_Exercise_: List each line in the items below that contains the word "positive".

[Data excerpts]
# # #

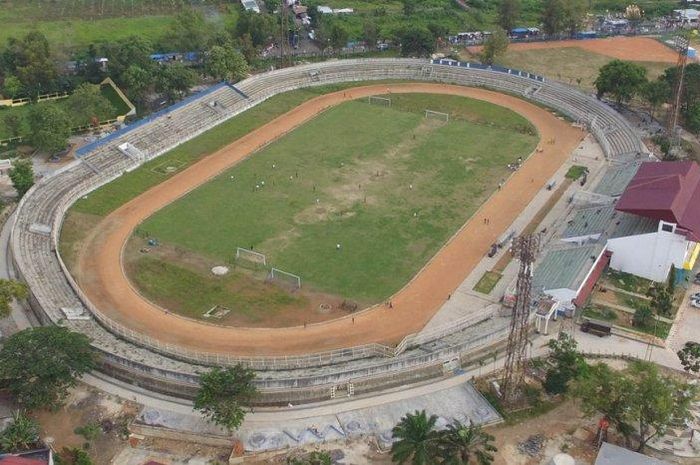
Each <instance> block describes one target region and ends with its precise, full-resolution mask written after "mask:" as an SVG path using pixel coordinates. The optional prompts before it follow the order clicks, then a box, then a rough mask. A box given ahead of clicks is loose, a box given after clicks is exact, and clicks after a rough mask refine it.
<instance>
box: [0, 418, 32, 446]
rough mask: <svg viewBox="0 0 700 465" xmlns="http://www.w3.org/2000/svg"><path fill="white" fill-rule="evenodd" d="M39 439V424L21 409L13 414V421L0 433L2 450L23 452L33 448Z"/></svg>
mask: <svg viewBox="0 0 700 465" xmlns="http://www.w3.org/2000/svg"><path fill="white" fill-rule="evenodd" d="M38 441H39V425H38V424H37V422H36V421H34V420H33V419H32V418H30V417H28V416H27V415H26V414H25V413H24V412H22V411H21V410H18V411H16V412H15V413H13V414H12V423H10V425H9V426H7V427H6V428H5V430H4V431H2V433H0V450H3V451H5V452H22V451H25V450H30V449H33V448H34V447H35V446H36V444H37V442H38Z"/></svg>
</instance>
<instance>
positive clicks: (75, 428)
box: [73, 422, 102, 441]
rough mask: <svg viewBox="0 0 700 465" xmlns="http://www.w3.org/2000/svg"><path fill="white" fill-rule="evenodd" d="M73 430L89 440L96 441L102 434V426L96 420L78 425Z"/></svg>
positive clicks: (73, 431)
mask: <svg viewBox="0 0 700 465" xmlns="http://www.w3.org/2000/svg"><path fill="white" fill-rule="evenodd" d="M73 432H74V433H75V434H79V435H81V436H82V437H84V438H85V439H87V440H88V441H94V440H96V439H97V438H99V437H100V436H101V435H102V427H100V425H99V424H98V423H96V422H91V423H86V424H85V425H83V426H78V427H77V428H75V429H74V430H73Z"/></svg>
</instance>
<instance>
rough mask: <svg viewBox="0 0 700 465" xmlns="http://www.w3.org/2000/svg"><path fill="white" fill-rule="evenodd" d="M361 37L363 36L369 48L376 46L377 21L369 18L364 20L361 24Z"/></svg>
mask: <svg viewBox="0 0 700 465" xmlns="http://www.w3.org/2000/svg"><path fill="white" fill-rule="evenodd" d="M362 37H364V39H365V42H366V43H367V46H368V47H369V48H370V50H374V48H375V47H376V46H377V40H378V39H379V31H378V29H377V23H375V22H374V21H373V20H371V19H368V20H365V22H364V23H363V24H362Z"/></svg>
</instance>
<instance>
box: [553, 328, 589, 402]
mask: <svg viewBox="0 0 700 465" xmlns="http://www.w3.org/2000/svg"><path fill="white" fill-rule="evenodd" d="M547 345H548V347H549V349H550V350H551V352H550V354H549V358H550V360H551V361H552V363H553V365H554V366H553V367H552V368H550V369H549V370H547V377H546V379H545V382H544V388H545V390H546V391H547V392H548V393H550V394H562V393H564V392H566V391H567V390H568V385H569V383H570V382H571V381H573V380H575V379H577V378H578V377H580V376H584V375H585V374H586V371H587V370H588V364H587V363H586V360H585V359H584V358H583V355H581V353H580V352H579V351H578V350H577V349H578V344H577V343H576V340H575V339H574V338H573V337H571V336H569V335H568V334H566V333H559V337H558V338H557V339H552V340H550V341H549V343H548V344H547Z"/></svg>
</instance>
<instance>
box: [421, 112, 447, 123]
mask: <svg viewBox="0 0 700 465" xmlns="http://www.w3.org/2000/svg"><path fill="white" fill-rule="evenodd" d="M425 117H426V118H431V119H437V120H440V121H444V122H445V123H448V122H449V121H450V115H449V114H448V113H443V112H441V111H433V110H425Z"/></svg>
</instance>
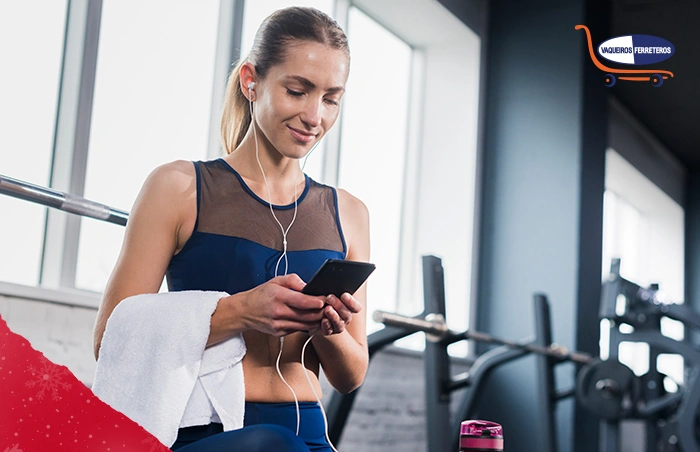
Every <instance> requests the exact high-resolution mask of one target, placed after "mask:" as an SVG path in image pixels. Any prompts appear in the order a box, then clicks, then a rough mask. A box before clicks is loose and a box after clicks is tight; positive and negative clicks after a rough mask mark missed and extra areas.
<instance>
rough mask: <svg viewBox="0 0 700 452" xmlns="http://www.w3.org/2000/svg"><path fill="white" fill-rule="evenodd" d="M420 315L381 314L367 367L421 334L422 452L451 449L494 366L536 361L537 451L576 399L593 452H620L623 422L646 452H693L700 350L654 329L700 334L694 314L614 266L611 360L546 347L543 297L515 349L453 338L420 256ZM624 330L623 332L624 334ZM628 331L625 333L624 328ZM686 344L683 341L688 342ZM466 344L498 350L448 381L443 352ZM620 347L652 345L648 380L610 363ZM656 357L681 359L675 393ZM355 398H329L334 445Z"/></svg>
mask: <svg viewBox="0 0 700 452" xmlns="http://www.w3.org/2000/svg"><path fill="white" fill-rule="evenodd" d="M423 284H424V300H425V310H424V312H423V314H421V315H419V316H416V317H406V316H401V315H398V314H391V313H386V312H381V311H378V312H376V313H375V316H374V318H375V320H376V321H380V322H382V323H384V324H385V325H386V328H385V329H384V330H380V331H378V332H376V333H373V334H371V335H369V337H368V342H369V347H370V358H372V357H373V356H374V354H375V353H376V352H377V351H378V350H380V349H381V348H382V347H385V346H386V345H389V344H391V343H392V342H393V341H394V340H397V339H400V338H402V337H405V336H407V335H410V334H413V333H415V332H418V331H422V332H425V333H426V350H425V375H426V379H425V384H426V412H427V415H426V425H427V436H428V438H427V450H428V451H443V450H444V451H449V450H457V449H458V447H457V441H456V438H457V435H456V434H455V432H457V431H458V429H457V426H458V424H459V422H460V421H461V420H464V419H470V418H473V415H474V414H475V413H476V412H477V410H478V405H479V394H480V393H481V390H480V389H481V387H482V385H483V383H484V381H485V379H486V378H488V375H489V374H490V373H491V372H492V371H493V370H494V369H495V368H497V367H498V366H500V365H502V364H505V363H507V362H510V361H512V360H515V359H518V358H521V357H523V356H525V355H527V354H530V353H533V354H535V355H536V356H537V358H536V359H537V371H538V384H539V388H538V397H539V399H540V403H539V404H538V405H539V407H540V408H539V409H540V412H539V413H535V414H536V415H538V418H539V419H541V422H540V424H539V425H541V426H542V429H543V430H542V431H541V432H540V433H541V434H542V435H543V438H544V441H545V447H544V448H543V449H542V450H543V451H550V452H556V450H557V445H556V437H555V428H554V425H555V423H554V409H555V406H556V403H557V402H558V401H559V400H561V399H563V398H565V397H568V396H571V395H574V394H575V395H576V397H577V400H578V401H579V403H580V404H581V405H582V406H583V407H584V408H585V409H586V410H588V411H589V412H591V413H592V414H594V415H596V416H598V417H599V418H600V419H601V429H600V450H601V451H603V452H617V451H619V450H621V444H620V441H621V437H620V422H621V421H622V420H625V419H641V420H643V421H644V422H645V423H646V437H647V438H646V450H647V451H649V452H652V451H654V452H656V451H661V452H671V451H674V452H681V451H682V452H698V451H700V443H699V439H698V438H699V437H700V410H699V409H698V408H699V407H700V385H699V384H697V383H698V378H699V376H700V350H698V349H696V348H695V347H693V346H692V345H690V344H688V343H686V342H680V341H676V340H674V339H671V338H668V337H666V336H664V335H662V334H661V330H660V321H661V318H662V317H664V316H666V317H669V318H671V319H674V320H678V321H681V322H683V323H684V325H685V326H686V328H687V329H689V328H700V314H698V313H696V312H695V311H692V310H690V309H688V308H686V307H684V306H682V305H677V304H666V303H663V302H661V300H660V299H659V298H658V287H656V286H652V287H651V288H642V287H640V286H638V285H636V284H634V283H632V282H630V281H627V280H625V279H624V278H622V277H621V276H620V274H619V260H615V261H613V266H612V270H611V274H610V277H609V278H608V280H607V281H605V282H604V283H603V289H602V293H601V302H600V318H601V319H608V320H609V325H610V327H609V328H610V350H609V358H608V359H607V360H601V359H599V358H594V357H590V356H589V355H587V354H585V353H580V352H575V351H574V352H571V351H569V350H567V349H566V348H565V347H562V346H559V345H556V344H554V343H553V342H552V337H551V324H550V315H549V304H548V302H547V299H546V297H545V296H544V295H541V294H537V295H535V318H536V329H535V331H536V335H537V337H536V339H535V340H534V341H524V342H514V341H510V340H504V339H499V338H496V337H493V336H490V335H488V334H485V333H480V332H477V331H469V330H467V331H463V332H454V331H450V330H449V329H448V328H447V326H446V323H445V317H444V316H445V294H444V276H443V270H442V265H441V262H440V259H438V258H437V257H434V256H424V257H423ZM621 326H624V327H623V328H622V329H621V328H620V327H621ZM630 327H631V328H630ZM686 337H687V335H686ZM464 339H473V340H477V341H479V342H486V343H491V344H498V345H500V347H497V348H494V349H492V350H490V351H488V352H486V353H484V354H483V355H481V356H479V357H478V358H477V359H476V360H475V361H474V363H473V364H472V366H471V368H470V369H469V372H467V373H466V374H463V375H457V376H454V377H453V376H451V374H450V361H449V357H448V355H447V346H448V345H450V344H452V343H455V342H458V341H460V340H464ZM621 342H645V343H648V344H649V345H650V349H651V352H650V371H649V372H648V373H647V374H645V375H643V376H641V377H640V376H637V375H635V374H634V372H633V371H632V370H631V369H630V368H629V367H627V366H626V365H624V364H622V363H621V362H619V361H618V360H617V356H618V355H617V350H618V346H619V344H620V343H621ZM662 352H666V353H674V354H679V355H682V356H683V357H684V359H685V365H686V381H685V384H683V385H678V390H677V391H676V392H670V393H666V392H665V391H664V389H663V388H664V386H663V379H664V378H665V376H664V375H662V374H660V373H659V372H658V371H657V370H656V357H658V355H659V354H660V353H662ZM563 362H575V363H577V364H579V365H581V366H580V370H579V372H578V375H577V379H576V387H575V389H570V390H557V389H556V388H555V384H554V367H555V366H556V365H557V364H559V363H563ZM465 387H466V388H467V391H466V392H465V394H464V395H463V397H462V400H461V401H460V404H459V407H458V409H457V413H456V419H450V416H449V402H450V393H451V392H452V391H454V390H456V389H461V388H465ZM356 395H357V391H355V392H354V393H351V394H348V395H344V396H343V395H340V394H337V393H334V394H333V396H332V398H331V402H330V404H329V407H328V413H329V424H330V432H331V438H332V440H333V441H334V442H338V441H339V440H340V436H341V434H342V431H343V427H344V424H345V420H346V419H347V416H348V414H349V411H350V409H351V407H352V403H353V401H354V398H355V397H356Z"/></svg>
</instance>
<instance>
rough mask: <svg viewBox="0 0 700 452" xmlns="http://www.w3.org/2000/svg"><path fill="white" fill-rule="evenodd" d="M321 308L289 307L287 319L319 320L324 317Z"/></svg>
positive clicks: (320, 319)
mask: <svg viewBox="0 0 700 452" xmlns="http://www.w3.org/2000/svg"><path fill="white" fill-rule="evenodd" d="M324 316H325V315H324V311H323V309H297V308H294V307H290V308H289V317H288V318H289V320H294V321H299V322H319V321H321V320H323V318H324Z"/></svg>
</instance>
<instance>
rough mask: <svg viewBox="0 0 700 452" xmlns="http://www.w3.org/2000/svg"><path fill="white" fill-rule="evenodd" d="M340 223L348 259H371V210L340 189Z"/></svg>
mask: <svg viewBox="0 0 700 452" xmlns="http://www.w3.org/2000/svg"><path fill="white" fill-rule="evenodd" d="M337 191H338V210H339V211H340V212H339V213H340V223H341V225H342V227H343V232H344V233H345V239H346V242H347V244H348V254H347V258H348V259H350V260H363V261H366V260H367V259H369V210H368V209H367V206H366V205H365V203H364V202H362V201H361V200H360V199H359V198H357V197H356V196H353V195H352V194H350V193H349V192H348V191H346V190H343V189H340V188H339V189H338V190H337Z"/></svg>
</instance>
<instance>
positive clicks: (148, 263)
mask: <svg viewBox="0 0 700 452" xmlns="http://www.w3.org/2000/svg"><path fill="white" fill-rule="evenodd" d="M195 181H196V177H195V172H194V167H193V165H192V163H191V162H185V161H176V162H172V163H168V164H165V165H162V166H160V167H158V168H156V169H155V170H153V171H152V172H151V174H149V176H148V177H147V178H146V181H145V182H144V184H143V186H142V187H141V191H140V192H139V195H138V197H137V198H136V201H135V202H134V206H133V208H132V210H131V212H130V214H129V220H128V222H127V225H126V231H125V234H124V241H123V243H122V248H121V252H120V254H119V257H118V259H117V263H116V265H115V267H114V269H113V271H112V274H111V276H110V278H109V281H108V282H107V286H106V287H105V292H104V295H103V298H102V302H101V304H100V308H99V310H98V312H97V319H96V321H95V331H94V347H95V357H96V358H97V355H98V353H99V348H100V343H101V341H102V335H103V334H104V330H105V327H106V325H107V319H108V318H109V316H110V314H111V313H112V311H113V310H114V308H115V307H116V306H117V304H119V302H120V301H121V300H123V299H125V298H128V297H130V296H132V295H137V294H141V293H156V292H158V289H159V288H160V286H161V283H162V281H163V277H164V275H165V271H166V269H167V266H168V263H169V262H170V259H171V258H172V256H173V254H174V253H175V251H176V250H177V249H178V247H179V241H180V240H179V236H180V233H181V229H182V228H183V225H185V224H187V223H192V222H191V221H189V222H188V221H187V220H188V213H190V212H191V211H192V208H193V207H194V212H196V183H195ZM188 209H189V210H188ZM189 216H191V215H189Z"/></svg>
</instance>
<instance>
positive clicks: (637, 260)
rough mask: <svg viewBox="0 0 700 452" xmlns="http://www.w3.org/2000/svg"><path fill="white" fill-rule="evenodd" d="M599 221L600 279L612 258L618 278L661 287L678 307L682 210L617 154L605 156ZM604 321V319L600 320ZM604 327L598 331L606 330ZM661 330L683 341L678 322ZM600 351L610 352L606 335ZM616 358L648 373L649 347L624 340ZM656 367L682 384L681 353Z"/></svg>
mask: <svg viewBox="0 0 700 452" xmlns="http://www.w3.org/2000/svg"><path fill="white" fill-rule="evenodd" d="M605 179H606V180H605V187H606V191H605V199H604V217H603V225H604V230H603V277H604V278H605V277H606V276H607V274H608V272H609V270H610V262H611V259H613V258H620V264H621V266H620V273H621V275H622V276H623V277H624V278H626V279H628V280H630V281H633V282H635V283H637V284H639V285H641V286H648V285H650V284H659V288H660V290H661V292H662V293H663V294H664V296H665V297H666V298H668V299H669V300H673V301H675V302H679V303H682V300H683V296H684V282H683V281H684V239H683V237H684V211H683V208H682V207H681V206H680V205H678V203H676V202H675V201H674V200H673V199H671V198H670V197H669V196H668V195H667V194H666V193H664V192H663V191H661V189H659V188H658V187H657V186H656V185H654V184H653V183H652V182H651V181H650V180H649V179H647V178H646V177H645V176H644V175H643V174H642V173H640V172H639V171H638V170H637V169H636V168H634V167H633V166H632V165H631V164H630V163H629V162H627V161H626V160H625V159H624V158H623V157H621V156H620V155H619V154H618V153H617V152H615V151H614V150H612V149H610V150H608V152H607V156H606V178H605ZM604 322H607V321H604ZM606 330H607V328H602V331H603V332H605V331H606ZM661 332H662V333H663V334H664V335H666V336H669V337H672V338H675V339H682V338H683V326H682V324H681V323H680V322H676V321H673V320H671V319H668V318H663V319H662V324H661ZM601 339H602V341H601V352H602V353H603V354H605V353H606V352H607V350H608V339H607V336H606V335H603V336H602V337H601ZM618 352H619V360H620V361H621V362H623V363H625V364H627V365H628V366H629V367H630V368H631V369H632V370H634V372H635V373H636V374H637V375H643V374H645V373H646V372H647V371H648V370H649V346H648V345H647V344H644V343H632V342H623V343H621V344H620V347H619V350H618ZM657 368H658V370H659V371H660V372H662V373H664V374H666V375H668V376H670V377H671V378H672V379H673V380H674V381H675V382H677V383H679V384H680V383H682V382H683V359H682V357H681V356H680V355H671V354H662V355H660V356H659V360H658V362H657Z"/></svg>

# # #

_Task response_:
positive clicks: (75, 428)
positive clicks: (73, 431)
Every <instance> requests the exact high-resolution mask of one target, placed after "mask:" as an SVG path in image pixels. Any prompts appear in the order a box, then clicks, then a rough mask. A box before clicks is loose and a box after clicks is tight; positive and negative clicks after a rough mask mark missed and extra areas.
positive clicks: (320, 319)
positive clicks: (148, 263)
positive clicks: (637, 260)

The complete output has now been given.